■ **Given problem 1**
Rewrite the listing as a numbered list, starting at the line with "lettuce in bowl" and ending at the line with "top-left (403, 0), bottom-right (1024, 203)", both included. Omit any blank lines.

■ **Excerpted text**

Statistical inference

[Kushpapy]

1.The marks of a statistics exam are 30, 50, 55, 60, 70 and 75. Two of these exam marks are chosen at
random.
A. List all possible samples and find the probability function of the sampling distribution of the sample
means.
B. Verify that the mean of the sampling distribution is equal to the population mean.
C. Assume now that the above exam marks are random sample from a very large population. Find the point
estimate of
i. The population mean
ii. The population variance
iii. The Variance of the Sample Mean and
iv. The population proportion of the number of students failing the exam (exam mark <40)

 

[tkhunny]

Part A is all for you. Please list the possible samlpes. Calculate the mean of each.

 

[Kushpapy]

Part A is all for you. Please list the possible saml.es. Calculate the mean of each.

I don't understand.

 

[tkhunny]

You have six data elements.

30, 50, 55, 60, 70, 75

You are to select samples of 2 data elements.

List all possible results of the two-element selection. (order doesn't matter)

1) 30, 50 which is the same as 50, 30.
2) 30, 55
etc.

List them all.

It may be helpful to calculate how many different samples are possible, just to make sure you don't miss any when you think your list is done..

■ **Stored data entries**
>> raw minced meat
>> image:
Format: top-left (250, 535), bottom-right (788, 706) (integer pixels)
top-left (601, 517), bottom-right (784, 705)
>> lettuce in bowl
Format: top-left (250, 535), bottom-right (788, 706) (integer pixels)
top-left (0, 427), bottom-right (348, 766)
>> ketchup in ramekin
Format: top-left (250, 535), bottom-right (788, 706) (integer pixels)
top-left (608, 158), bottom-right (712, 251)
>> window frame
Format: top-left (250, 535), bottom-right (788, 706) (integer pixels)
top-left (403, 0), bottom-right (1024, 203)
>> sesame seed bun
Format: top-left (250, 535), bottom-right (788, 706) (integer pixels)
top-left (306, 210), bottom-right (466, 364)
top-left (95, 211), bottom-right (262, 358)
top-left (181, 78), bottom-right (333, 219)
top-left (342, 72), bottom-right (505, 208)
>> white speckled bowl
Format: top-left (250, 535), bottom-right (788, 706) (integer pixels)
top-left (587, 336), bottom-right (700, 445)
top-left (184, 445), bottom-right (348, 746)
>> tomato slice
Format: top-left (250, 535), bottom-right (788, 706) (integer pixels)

■ **Given problem 2**
In the statistical inference thread, what exam mark counts as failing the exam?

■ **Worked answer 1**
1. >> lettuce in bowl
2. Format: top-left (250, 535), bottom-right (788, 706) (integer pixels)
3. top-left (0, 427), bottom-right (348, 766)
4. >> ketchup in ramekin
5. Format: top-left (250, 535), bottom-right (788, 706) (integer pixels)
6. top-left (608, 158), bottom-right (712, 251)
7. >> window frame
8. Format: top-left (250, 535), bottom-right (788, 706) (integer pixels)
9. top-left (403, 0), bottom-right (1024, 203)

■ **Worked answer 2**
A mark below 40.